*TEXT SECTION*.
---

Pap Smear

What is a Pap smear?

The Pap test is a method of examining cells from the cervix. The Papanicolaou smear (Pap test) is a test used to screen women for cervical precancer or cancer. Pap tests can find cervical cancer and precancer in the early stages when it can be treated, and thus may reduce the number of deaths from cervical cancer

How is a Pap test done?

To perform a Pap test, a doctor or other health care provider will perform a pelvic exam and use a small brush or spatula to collect cells from the cervix. The cells are added to a preservative fluid (called liquid-based, thin layer testing) and sent to the lab for testing of cervical cells, HPV, Gonorrhea and Chlamydia.

When should a Pap smear be done?

In the United States, the first Pap test is recommended at age 21. Cervical cancer is very rare in younger women. Pap smear screening before age 21 in girls and women who are sexually active is not recommended because of the very high risk of false-positive results (that is, do not indicate a precancerous condition) because many HPV infections in this group are temporary.

What is HPV testing?

An HPV test can be done along with a Pap test or as a separate test. Like a Pap test, the HPV test is done during a pelvic exam, using a small brush to collect a sample from the cervix. Women who are under age 30 are not usually tested for HPV because many women in this age group have temporary infections, which will go away without treatment.

Why is a Pap test recommended?

---

[Dataset excerpts]
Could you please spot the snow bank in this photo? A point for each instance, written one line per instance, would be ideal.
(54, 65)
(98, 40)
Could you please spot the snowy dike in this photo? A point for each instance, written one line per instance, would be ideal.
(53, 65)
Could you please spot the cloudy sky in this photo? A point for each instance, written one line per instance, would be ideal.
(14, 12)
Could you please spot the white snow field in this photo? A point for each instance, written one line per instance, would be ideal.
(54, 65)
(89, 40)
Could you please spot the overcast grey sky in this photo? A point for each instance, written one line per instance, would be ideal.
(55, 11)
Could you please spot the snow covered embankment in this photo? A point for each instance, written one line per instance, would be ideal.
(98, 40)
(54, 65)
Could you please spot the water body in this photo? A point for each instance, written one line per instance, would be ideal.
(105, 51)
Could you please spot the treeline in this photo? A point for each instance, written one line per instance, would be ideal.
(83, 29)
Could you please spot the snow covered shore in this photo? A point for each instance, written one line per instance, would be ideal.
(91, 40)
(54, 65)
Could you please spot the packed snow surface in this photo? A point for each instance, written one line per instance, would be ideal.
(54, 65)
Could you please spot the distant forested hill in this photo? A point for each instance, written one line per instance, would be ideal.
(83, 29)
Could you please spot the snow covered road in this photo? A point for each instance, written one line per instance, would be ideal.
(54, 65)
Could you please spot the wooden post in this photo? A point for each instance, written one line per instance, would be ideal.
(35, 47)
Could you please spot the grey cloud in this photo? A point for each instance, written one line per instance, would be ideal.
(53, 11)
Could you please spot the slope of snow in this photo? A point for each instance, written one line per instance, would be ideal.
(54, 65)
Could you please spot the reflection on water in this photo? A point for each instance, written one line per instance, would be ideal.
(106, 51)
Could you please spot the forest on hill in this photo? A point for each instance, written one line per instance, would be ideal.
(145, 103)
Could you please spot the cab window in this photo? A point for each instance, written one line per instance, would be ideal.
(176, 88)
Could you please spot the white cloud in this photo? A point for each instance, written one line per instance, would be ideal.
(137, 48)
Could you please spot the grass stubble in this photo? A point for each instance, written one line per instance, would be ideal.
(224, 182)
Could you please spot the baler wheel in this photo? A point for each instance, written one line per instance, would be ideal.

---

*ACTIVITY 1*. Retype the part of the Pap smear text between "The Pap test" and "smear be done?", inclusive.
*ACTIVITY 2*.
Answer these questions using the Pap smear text:
(a) In the United States, at what age is the first Pap test recommended?
(b) What tools does the provider use to collect cells from the cervix during a Pap test?
(c) Below what age are women not usually tested for HPV?
*ACTIVITY 3*. Proceed with the Pap smear text from the point where it stops.

*RESULT 1*.
The Pap test is a method of examining cells from the cervix. The Papanicolaou smear (Pap test) is a test used to screen women for cervical precancer or cancer. Pap tests can find cervical cancer and precancer in the early stages when it can be treated, and thus may reduce the number of deaths from cervical cancer

How is a Pap test done?

To perform a Pap test, a doctor or other health care provider will perform a pelvic exam and use a small brush or spatula to collect cells from the cervix. The cells are added to a preservative fluid (called liquid-based, thin layer testing) and sent to the lab for testing of cervical cells, HPV, Gonorrhea and Chlamydia.

When should a Pap smear be done?

*RESULT 2*.
(a) At age 21.
(b) A small brush or spatula.
(c) Age 30.

*RESULT 3*.
ACOG stated in a recent release, “It is disappointing that millions of American women – more than 11 percent – have not been screened for cervical cancer in the last five years. Data have demonstrated that widespread cervical cancer screening leads to a reduction in cervical cancer incidence and mortality. In fact, most cervical cancer occurs in women who have never been screened or who have been inadequately screened.

“The impact of cervical cancer screening on women’s health is dramatic. Widespread screening has decreased the incidence of cervical cancer in the United States by more than 50% in the past 30 years. In 1975, the rate was 14.8 per 100,000 women. By 2008, it had been reduced to 6.6 per 100,000 women. Mortality from the disease has undergone a similar decrease, from 5.55 per 100,000 women in 1975 to 2.38 per 100,000 women in 2008”, as per data from ACOG.


A well woman visit includes, Pap smear, STD testing and counseling, contraception counseling and prescription. This is covered without co-pay by most insurances.